-- begin Dataset records --

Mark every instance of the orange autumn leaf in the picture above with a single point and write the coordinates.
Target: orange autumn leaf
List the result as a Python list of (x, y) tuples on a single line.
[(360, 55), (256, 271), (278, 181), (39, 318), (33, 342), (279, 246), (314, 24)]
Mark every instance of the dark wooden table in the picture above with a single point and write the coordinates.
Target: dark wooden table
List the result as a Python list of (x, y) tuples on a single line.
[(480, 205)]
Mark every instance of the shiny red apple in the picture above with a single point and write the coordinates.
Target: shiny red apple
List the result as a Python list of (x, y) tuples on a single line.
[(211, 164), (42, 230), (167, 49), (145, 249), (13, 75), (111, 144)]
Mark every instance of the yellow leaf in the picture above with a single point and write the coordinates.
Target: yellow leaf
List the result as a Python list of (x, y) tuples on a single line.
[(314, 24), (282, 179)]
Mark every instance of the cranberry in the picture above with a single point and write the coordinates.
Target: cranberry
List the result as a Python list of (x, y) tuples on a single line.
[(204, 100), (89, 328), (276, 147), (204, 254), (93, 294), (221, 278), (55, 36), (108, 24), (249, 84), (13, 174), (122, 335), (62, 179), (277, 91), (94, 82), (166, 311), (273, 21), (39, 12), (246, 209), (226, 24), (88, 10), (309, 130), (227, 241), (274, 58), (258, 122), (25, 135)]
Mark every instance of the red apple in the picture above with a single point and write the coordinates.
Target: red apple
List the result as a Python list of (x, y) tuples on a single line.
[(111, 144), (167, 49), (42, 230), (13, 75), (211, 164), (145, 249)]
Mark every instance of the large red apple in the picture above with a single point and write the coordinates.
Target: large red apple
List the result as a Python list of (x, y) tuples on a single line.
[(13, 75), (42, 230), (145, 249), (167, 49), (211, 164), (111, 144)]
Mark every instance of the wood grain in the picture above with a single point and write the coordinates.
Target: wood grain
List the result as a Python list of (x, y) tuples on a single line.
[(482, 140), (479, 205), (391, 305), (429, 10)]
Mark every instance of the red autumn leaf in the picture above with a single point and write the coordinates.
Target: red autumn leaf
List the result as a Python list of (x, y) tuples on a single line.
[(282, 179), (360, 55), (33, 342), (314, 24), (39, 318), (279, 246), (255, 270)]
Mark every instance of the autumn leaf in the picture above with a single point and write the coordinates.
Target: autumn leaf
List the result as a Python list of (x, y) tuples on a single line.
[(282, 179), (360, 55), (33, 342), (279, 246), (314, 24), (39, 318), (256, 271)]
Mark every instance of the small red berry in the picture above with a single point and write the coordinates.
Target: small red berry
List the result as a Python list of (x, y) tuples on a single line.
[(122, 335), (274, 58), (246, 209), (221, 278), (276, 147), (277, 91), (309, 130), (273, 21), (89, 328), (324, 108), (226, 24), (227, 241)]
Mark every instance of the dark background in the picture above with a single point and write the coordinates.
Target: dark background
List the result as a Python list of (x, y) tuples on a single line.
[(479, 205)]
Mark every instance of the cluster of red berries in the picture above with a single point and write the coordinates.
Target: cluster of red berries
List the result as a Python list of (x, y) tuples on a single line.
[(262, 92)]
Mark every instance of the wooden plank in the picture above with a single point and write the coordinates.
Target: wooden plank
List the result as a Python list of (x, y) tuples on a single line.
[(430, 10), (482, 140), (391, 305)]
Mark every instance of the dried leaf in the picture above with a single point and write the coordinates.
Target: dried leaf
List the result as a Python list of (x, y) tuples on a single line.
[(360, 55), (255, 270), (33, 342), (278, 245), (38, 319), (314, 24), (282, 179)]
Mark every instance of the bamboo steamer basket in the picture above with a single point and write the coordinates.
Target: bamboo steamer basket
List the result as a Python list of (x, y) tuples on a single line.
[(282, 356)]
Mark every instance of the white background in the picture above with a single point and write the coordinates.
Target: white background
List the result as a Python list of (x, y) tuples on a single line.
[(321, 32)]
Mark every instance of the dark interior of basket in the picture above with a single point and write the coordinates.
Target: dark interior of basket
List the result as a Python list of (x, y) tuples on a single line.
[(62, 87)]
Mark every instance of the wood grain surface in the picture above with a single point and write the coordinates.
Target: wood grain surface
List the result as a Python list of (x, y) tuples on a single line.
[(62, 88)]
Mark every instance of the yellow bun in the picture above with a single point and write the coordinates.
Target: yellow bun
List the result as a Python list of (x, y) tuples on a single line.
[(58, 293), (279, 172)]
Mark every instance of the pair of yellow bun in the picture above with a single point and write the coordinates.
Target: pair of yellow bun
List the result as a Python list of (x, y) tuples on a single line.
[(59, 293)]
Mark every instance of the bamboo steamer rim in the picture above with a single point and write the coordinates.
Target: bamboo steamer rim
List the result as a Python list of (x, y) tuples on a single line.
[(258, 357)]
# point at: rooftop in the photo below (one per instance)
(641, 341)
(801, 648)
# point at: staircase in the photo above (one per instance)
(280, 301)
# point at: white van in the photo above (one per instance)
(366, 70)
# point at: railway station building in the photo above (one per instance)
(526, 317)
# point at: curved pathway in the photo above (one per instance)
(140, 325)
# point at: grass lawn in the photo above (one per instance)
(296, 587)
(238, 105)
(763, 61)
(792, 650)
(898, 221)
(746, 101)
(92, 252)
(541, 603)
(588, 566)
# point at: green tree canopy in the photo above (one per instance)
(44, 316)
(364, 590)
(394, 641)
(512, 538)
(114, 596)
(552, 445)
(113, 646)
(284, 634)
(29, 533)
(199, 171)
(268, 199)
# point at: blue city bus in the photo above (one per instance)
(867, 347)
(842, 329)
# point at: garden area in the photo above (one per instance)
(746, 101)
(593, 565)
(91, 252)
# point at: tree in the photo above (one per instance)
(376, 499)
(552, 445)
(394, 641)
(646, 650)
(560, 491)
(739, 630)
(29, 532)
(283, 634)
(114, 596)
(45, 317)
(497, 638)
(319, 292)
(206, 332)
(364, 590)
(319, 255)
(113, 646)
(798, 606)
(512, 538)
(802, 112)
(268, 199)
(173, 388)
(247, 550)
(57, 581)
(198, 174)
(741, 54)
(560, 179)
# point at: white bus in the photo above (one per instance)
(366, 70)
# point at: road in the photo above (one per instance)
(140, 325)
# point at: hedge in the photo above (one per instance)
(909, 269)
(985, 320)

-- end Dataset records --

Given exercise: Reproduce every line of the data above verbatim, without omitting anything.

Result:
Mark every instance of the orange autumn leaf in the picture above with a single point and write the coordinates.
Target: orange autumn leaf
List the result as a Python list of (x, y) tuples on a single line.
[(360, 55), (256, 271), (278, 181), (39, 318), (33, 342), (279, 246), (314, 24)]
Mark every instance of the dark wooden table in the picture above with a single point and write the coordinates.
Target: dark wooden table
List the result as a Python list of (x, y) tuples on a single line.
[(480, 205)]
Mark every instance of the shiny red apple in the picture above with a single point and write the coordinates.
Target: shiny red apple
List the result as a Python list of (x, y) tuples on a single line.
[(211, 164), (42, 230), (167, 49), (145, 249), (13, 75), (111, 144)]
Mark every instance of the yellow leaf in the picture above with a single point and write the coordinates.
Target: yellow leaf
List the result as a Python list of (x, y) tuples on a single line.
[(314, 24), (282, 179)]
Mark every instance of the cranberry in the picture above with a single point and write the coordinates.
Target: cranberry
List the result as a Python list of (x, y) tuples on a single line.
[(204, 100), (89, 328), (276, 147), (204, 254), (93, 294), (221, 278), (55, 36), (108, 24), (249, 84), (13, 174), (122, 335), (62, 179), (277, 91), (94, 82), (166, 311), (273, 21), (39, 12), (246, 209), (226, 24), (88, 10), (309, 130), (227, 241), (274, 58), (258, 122), (25, 135)]
Mark every instance of the red apple in the picture above with a single point and write the coordinates.
Target: red apple
List the result as a Python list of (x, y) tuples on a single line.
[(111, 144), (167, 49), (42, 230), (13, 75), (211, 164), (145, 249)]
Mark every instance of the large red apple in the picture above with a single point and write the coordinates.
Target: large red apple
List the result as a Python list of (x, y) tuples on a single line.
[(13, 75), (42, 230), (145, 249), (167, 49), (211, 164), (111, 144)]
Mark every instance of the wood grain in the picture above with a single point and write the coordinates.
Target: wood grain
List the result as a Python list of (x, y) tuples on a single line.
[(482, 140), (479, 205), (391, 305), (429, 10)]
Mark every instance of the red autumn leaf in the picture above with a single point and write the coordinates.
Target: red autumn leaf
List the result as a Python list of (x, y) tuples on a single line.
[(282, 179), (360, 55), (33, 342), (314, 24), (39, 318), (279, 246), (255, 270)]
Mark every instance of the autumn leaf in the picture above with a single point and write the coordinates.
Target: autumn leaf
List the result as a Python list of (x, y) tuples on a single line.
[(282, 179), (360, 55), (33, 342), (279, 246), (314, 24), (39, 318), (256, 271)]
Mark every instance of the small red berry in the picture above with a single point and write the coordinates.
Target: small red berry
List the result as a Python list of (x, y) tuples on a single line.
[(122, 335), (274, 58), (246, 209), (221, 278), (276, 147), (277, 91), (309, 130), (273, 21), (89, 328), (324, 108), (226, 24), (227, 241)]
Mark every instance of the dark background in the picture above with a single point and write the coordinates.
Target: dark background
List the result as a Python list of (x, y) tuples on a single line.
[(479, 205)]
Mark every instance of the cluster of red berries in the picture above with a single point and write the coordinates.
Target: cluster of red berries
List the result as a Python list of (x, y) tuples on a single line.
[(262, 92)]
Mark every instance of the wooden plank in the picture above with a single point and write the coordinates.
Target: wooden plank
List the result as a Python list of (x, y) tuples on a single line.
[(430, 10), (482, 140), (391, 305)]
Mark every instance of the dried leaf in the picture above with a single point and write the coordinates.
Target: dried leaf
List the result as a Python list of (x, y) tuples on a single line.
[(360, 55), (255, 270), (33, 342), (278, 245), (38, 319), (314, 24), (282, 179)]
Mark every instance of the bamboo steamer basket in the picture above with a single point and write the coordinates.
Target: bamboo steamer basket
List the result as a Python list of (x, y) tuples on a single line.
[(282, 356)]
Mark every instance of the white background in the picture above with a single point and write the coordinates.
Target: white background
List the result as a Python list of (x, y) tuples on a single line.
[(321, 32)]
Mark every instance of the dark interior of basket in the picture above with a single point and write the coordinates.
Target: dark interior of basket
List the result as a Python list of (x, y) tuples on a single line.
[(62, 87)]
Mark every instance of the wood grain surface in the picture above with a single point and write the coordinates.
Target: wood grain surface
List the result as a Python list of (x, y) tuples on a single line.
[(62, 88)]
Mark every instance of the yellow bun in the picture above with a single point and write the coordinates.
Target: yellow bun
List the result as a Python list of (x, y) tuples on a single line.
[(58, 293), (279, 172)]
Mark every instance of the pair of yellow bun in the picture above with a single point and write the coordinates.
Target: pair of yellow bun
List the result as a Python list of (x, y) tuples on a single line.
[(59, 293)]
Mark every instance of the bamboo steamer rim in the picture above with a single point and write the coordinates.
Target: bamboo steamer rim
List the result as a Python list of (x, y) tuples on a single line.
[(258, 357)]
# point at: rooftop in the photo below (one per instance)
(641, 341)
(801, 648)
# point at: staircase in the photo above (one per instance)
(280, 301)
# point at: white van in the photo above (one per instance)
(366, 70)
# point at: railway station building in the photo above (one per instance)
(526, 317)
# point at: curved pathway in the photo above (one per instance)
(140, 325)
# point at: grass lawn in the photo above (one per instance)
(296, 587)
(238, 105)
(763, 61)
(792, 650)
(898, 221)
(746, 101)
(92, 252)
(541, 603)
(588, 566)
# point at: green tree canopy in the photo above (one per instance)
(44, 316)
(364, 590)
(394, 641)
(512, 538)
(114, 596)
(552, 445)
(113, 646)
(284, 634)
(29, 533)
(199, 171)
(268, 199)
# point at: blue city bus in the photo above (one per instance)
(867, 347)
(842, 329)
# point at: garden area in the photo above (one per instance)
(746, 101)
(593, 565)
(91, 252)
# point at: tree in the photo above (one per instance)
(376, 499)
(552, 445)
(394, 641)
(646, 650)
(560, 491)
(739, 630)
(29, 532)
(283, 634)
(114, 596)
(45, 317)
(497, 638)
(319, 292)
(206, 332)
(364, 590)
(319, 255)
(113, 646)
(798, 606)
(512, 538)
(802, 112)
(268, 199)
(173, 388)
(247, 550)
(57, 581)
(198, 174)
(741, 54)
(560, 179)
# point at: white bus in the photo above (one per instance)
(366, 70)
# point at: road in the photo above (one per instance)
(140, 325)
# point at: hedge in the photo above (one per instance)
(909, 269)
(985, 320)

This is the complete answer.